- Exercise description -
Give the entries back exactly as they stand, but without pictures.

- Extracted material -
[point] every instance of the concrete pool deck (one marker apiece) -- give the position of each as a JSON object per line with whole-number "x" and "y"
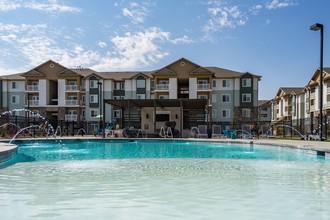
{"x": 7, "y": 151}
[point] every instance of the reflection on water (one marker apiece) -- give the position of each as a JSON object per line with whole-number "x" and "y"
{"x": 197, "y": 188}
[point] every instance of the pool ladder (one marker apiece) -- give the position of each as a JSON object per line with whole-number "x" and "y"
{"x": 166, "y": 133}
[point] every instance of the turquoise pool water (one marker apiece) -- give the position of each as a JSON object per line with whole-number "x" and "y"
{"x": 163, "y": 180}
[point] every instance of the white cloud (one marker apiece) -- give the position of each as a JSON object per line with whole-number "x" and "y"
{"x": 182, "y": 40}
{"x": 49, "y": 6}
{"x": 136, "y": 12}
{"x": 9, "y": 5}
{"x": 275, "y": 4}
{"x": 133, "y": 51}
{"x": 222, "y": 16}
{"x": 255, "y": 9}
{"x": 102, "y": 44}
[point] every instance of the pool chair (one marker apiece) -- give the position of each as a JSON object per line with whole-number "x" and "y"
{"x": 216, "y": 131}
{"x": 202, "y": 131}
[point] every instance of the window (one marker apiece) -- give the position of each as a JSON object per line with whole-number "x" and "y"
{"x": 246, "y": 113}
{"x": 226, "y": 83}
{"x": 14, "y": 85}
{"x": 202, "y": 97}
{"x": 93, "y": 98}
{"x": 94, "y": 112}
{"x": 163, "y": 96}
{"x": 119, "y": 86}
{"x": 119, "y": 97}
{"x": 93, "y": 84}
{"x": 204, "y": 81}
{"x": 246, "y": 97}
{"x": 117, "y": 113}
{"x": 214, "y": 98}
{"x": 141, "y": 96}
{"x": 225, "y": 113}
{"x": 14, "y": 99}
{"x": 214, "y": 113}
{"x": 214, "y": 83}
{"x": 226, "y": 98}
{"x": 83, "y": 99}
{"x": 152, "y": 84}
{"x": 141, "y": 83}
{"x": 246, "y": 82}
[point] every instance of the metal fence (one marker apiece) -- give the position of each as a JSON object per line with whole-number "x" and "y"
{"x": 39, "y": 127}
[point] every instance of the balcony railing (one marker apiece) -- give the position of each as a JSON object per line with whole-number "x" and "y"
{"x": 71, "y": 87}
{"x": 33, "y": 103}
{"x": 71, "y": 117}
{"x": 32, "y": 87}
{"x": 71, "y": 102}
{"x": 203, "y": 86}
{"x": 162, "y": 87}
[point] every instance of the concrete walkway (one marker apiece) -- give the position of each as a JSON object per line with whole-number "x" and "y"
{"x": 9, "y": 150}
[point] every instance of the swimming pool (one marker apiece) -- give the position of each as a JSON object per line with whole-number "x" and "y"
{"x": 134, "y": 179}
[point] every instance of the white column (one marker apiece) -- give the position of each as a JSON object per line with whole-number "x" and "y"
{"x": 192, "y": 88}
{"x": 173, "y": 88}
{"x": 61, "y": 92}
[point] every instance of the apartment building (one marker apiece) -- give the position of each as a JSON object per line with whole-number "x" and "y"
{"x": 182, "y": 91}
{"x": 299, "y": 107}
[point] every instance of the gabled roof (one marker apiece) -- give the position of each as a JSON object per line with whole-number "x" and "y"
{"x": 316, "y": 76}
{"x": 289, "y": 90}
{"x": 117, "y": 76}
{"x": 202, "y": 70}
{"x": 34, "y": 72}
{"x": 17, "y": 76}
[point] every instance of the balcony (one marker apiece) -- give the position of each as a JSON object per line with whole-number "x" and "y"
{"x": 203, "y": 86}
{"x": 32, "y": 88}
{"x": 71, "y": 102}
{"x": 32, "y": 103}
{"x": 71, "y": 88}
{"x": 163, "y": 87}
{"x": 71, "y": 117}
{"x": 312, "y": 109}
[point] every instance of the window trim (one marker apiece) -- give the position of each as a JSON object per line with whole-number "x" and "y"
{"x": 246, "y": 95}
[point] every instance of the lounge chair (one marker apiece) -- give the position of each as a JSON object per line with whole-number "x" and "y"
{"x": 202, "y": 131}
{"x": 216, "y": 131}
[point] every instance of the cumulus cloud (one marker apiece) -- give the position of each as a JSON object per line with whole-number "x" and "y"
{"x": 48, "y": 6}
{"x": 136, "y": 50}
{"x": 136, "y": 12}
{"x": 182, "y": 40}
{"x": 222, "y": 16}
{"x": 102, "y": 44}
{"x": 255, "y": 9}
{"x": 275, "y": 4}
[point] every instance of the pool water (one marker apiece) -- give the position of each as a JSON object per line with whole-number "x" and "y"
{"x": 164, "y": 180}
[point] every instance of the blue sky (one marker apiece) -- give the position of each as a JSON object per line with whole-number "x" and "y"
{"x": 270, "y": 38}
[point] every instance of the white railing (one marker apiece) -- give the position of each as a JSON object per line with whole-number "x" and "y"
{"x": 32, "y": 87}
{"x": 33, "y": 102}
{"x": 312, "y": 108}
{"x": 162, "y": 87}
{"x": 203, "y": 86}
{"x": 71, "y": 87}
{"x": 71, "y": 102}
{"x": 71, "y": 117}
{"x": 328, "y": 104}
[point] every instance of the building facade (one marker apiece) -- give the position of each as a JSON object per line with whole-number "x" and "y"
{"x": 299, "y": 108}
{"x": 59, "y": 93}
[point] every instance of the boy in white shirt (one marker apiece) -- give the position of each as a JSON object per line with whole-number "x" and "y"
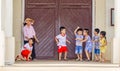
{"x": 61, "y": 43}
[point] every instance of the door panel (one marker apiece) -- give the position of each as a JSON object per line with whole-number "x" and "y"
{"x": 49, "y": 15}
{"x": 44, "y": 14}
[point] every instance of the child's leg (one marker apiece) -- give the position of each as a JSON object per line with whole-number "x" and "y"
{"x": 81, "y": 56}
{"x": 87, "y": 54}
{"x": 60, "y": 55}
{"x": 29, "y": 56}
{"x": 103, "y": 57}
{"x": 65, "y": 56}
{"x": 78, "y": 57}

- Solution for this task -
[point] every instance of the concrete pool deck (one marker apiece) -- give the position of each as a JSON object per line with whole-number "x" and "y"
{"x": 7, "y": 151}
[point] every instance of the reflection on water (one marker apiece) -- give the position of each as a JSON object per line with whole-number "x" and "y"
{"x": 197, "y": 188}
[point] every instance of the pool ladder (one marker apiece) -- give the position of each as a JSON object per line with whole-number "x" and "y"
{"x": 166, "y": 133}
[point] every instance of the turquoise pool water (one marker apiece) -- give the position of each as a JSON object per line with whole-number "x" and "y"
{"x": 163, "y": 180}
[point] every instance of the white cloud (one marker apiece) -- give the position of each as a JSON object per line with whole-number "x" and "y"
{"x": 182, "y": 40}
{"x": 49, "y": 6}
{"x": 136, "y": 12}
{"x": 9, "y": 5}
{"x": 275, "y": 4}
{"x": 133, "y": 51}
{"x": 222, "y": 16}
{"x": 255, "y": 9}
{"x": 102, "y": 44}
[point] every instance of the pool chair (one marker apiece) -- give the position of each as a JSON object per line with whole-number "x" and "y"
{"x": 216, "y": 131}
{"x": 202, "y": 131}
[point] every instance of the window (one marker apiece) -- give the position of each as a JSON object per line with whole-number "x" and "y"
{"x": 246, "y": 113}
{"x": 226, "y": 83}
{"x": 14, "y": 85}
{"x": 202, "y": 97}
{"x": 93, "y": 98}
{"x": 94, "y": 112}
{"x": 163, "y": 96}
{"x": 119, "y": 86}
{"x": 119, "y": 97}
{"x": 93, "y": 84}
{"x": 204, "y": 81}
{"x": 246, "y": 97}
{"x": 117, "y": 113}
{"x": 214, "y": 98}
{"x": 141, "y": 96}
{"x": 225, "y": 113}
{"x": 14, "y": 99}
{"x": 214, "y": 113}
{"x": 214, "y": 83}
{"x": 226, "y": 98}
{"x": 83, "y": 99}
{"x": 152, "y": 84}
{"x": 141, "y": 83}
{"x": 246, "y": 82}
[point] every instance of the metal fence (one marker apiece) -- give the position of each as a JSON object per line with whole-number "x" and "y"
{"x": 39, "y": 127}
[point] every instance of the balcony railing (one marker apiece) -- give the position of each as a JSON object per line with whole-number "x" and "y"
{"x": 71, "y": 87}
{"x": 33, "y": 103}
{"x": 71, "y": 117}
{"x": 32, "y": 87}
{"x": 71, "y": 102}
{"x": 203, "y": 86}
{"x": 162, "y": 87}
[point] every instance of the concrete walkway (one marker apiece) -- give the position of each as a JSON object per line with whole-number "x" and "y"
{"x": 9, "y": 150}
[point] every instance of the swimming pool (one marker apiece) -- give the position of each as a JSON object per line with whole-number "x" and "y"
{"x": 134, "y": 179}
[point] every instance of the white column (one marker apiece) -- give the position of each as a JSON object per line with whole-number "x" and "y"
{"x": 192, "y": 88}
{"x": 173, "y": 88}
{"x": 61, "y": 92}
[point] every instance of the apartment building (one marker apiece) -- give the position of each as a JSON object per line with whole-number "x" and "y"
{"x": 182, "y": 91}
{"x": 299, "y": 107}
[point] every instance of the gabled roof (one marker apiece) -- give the position of each as a JSON object per line with whole-number "x" and "y"
{"x": 316, "y": 76}
{"x": 289, "y": 90}
{"x": 117, "y": 76}
{"x": 202, "y": 70}
{"x": 34, "y": 72}
{"x": 17, "y": 76}
[point] every instance of the balcony (one marker apiece) -- give the position of each as a JSON object per line with whole-number "x" and "y"
{"x": 203, "y": 86}
{"x": 32, "y": 88}
{"x": 71, "y": 102}
{"x": 32, "y": 103}
{"x": 71, "y": 88}
{"x": 163, "y": 87}
{"x": 71, "y": 117}
{"x": 312, "y": 109}
[point] every instance of the window trim (one marker apiece) -- give the position of each as a JSON object per line with whole-number "x" and "y"
{"x": 246, "y": 95}
[point] every instance of the lounge chair (one marker apiece) -- give the position of each as a JSON object per line with whole-number "x" and "y"
{"x": 202, "y": 131}
{"x": 216, "y": 131}
[point] every instance of the cumulus cloud (one marker apiece) -- give the position of each as a JSON object per line with whole-number "x" and "y"
{"x": 48, "y": 6}
{"x": 136, "y": 50}
{"x": 136, "y": 12}
{"x": 182, "y": 40}
{"x": 222, "y": 16}
{"x": 102, "y": 44}
{"x": 255, "y": 9}
{"x": 275, "y": 4}
[point] every instance of the pool water (one marker apiece) -- give the position of each as a JSON object per line with whole-number "x" and "y"
{"x": 164, "y": 180}
[point] every instance of the blue sky (one marker apiece) -- give the position of each as a JSON object per line with whole-number "x" and "y"
{"x": 270, "y": 38}
[point] every instance of the white railing (one marker apiece) -- give the position of each as a JSON object per line with whole-number "x" and "y"
{"x": 32, "y": 87}
{"x": 33, "y": 102}
{"x": 312, "y": 108}
{"x": 162, "y": 87}
{"x": 203, "y": 86}
{"x": 71, "y": 87}
{"x": 71, "y": 102}
{"x": 71, "y": 117}
{"x": 328, "y": 104}
[point] every instance of the building facade (one marker apiece) -- give the position of each as a JSON object per line with whole-number "x" and "y"
{"x": 299, "y": 108}
{"x": 59, "y": 93}
[point] every instance of the boy in white shirt (one marker apiece) -- give the position of each as a JSON object per line with whole-number "x" and "y"
{"x": 61, "y": 43}
[point] every instance of the door panel (one marker apiece) -- give the position of each as a JSON object per line with whole-number "x" and "y"
{"x": 49, "y": 15}
{"x": 44, "y": 14}
[point] every instance of the child's leg (one marker apiece) -- give the position of each as a JSON object per line with whole-number "x" and "y"
{"x": 81, "y": 56}
{"x": 87, "y": 54}
{"x": 60, "y": 55}
{"x": 29, "y": 56}
{"x": 103, "y": 57}
{"x": 65, "y": 56}
{"x": 78, "y": 57}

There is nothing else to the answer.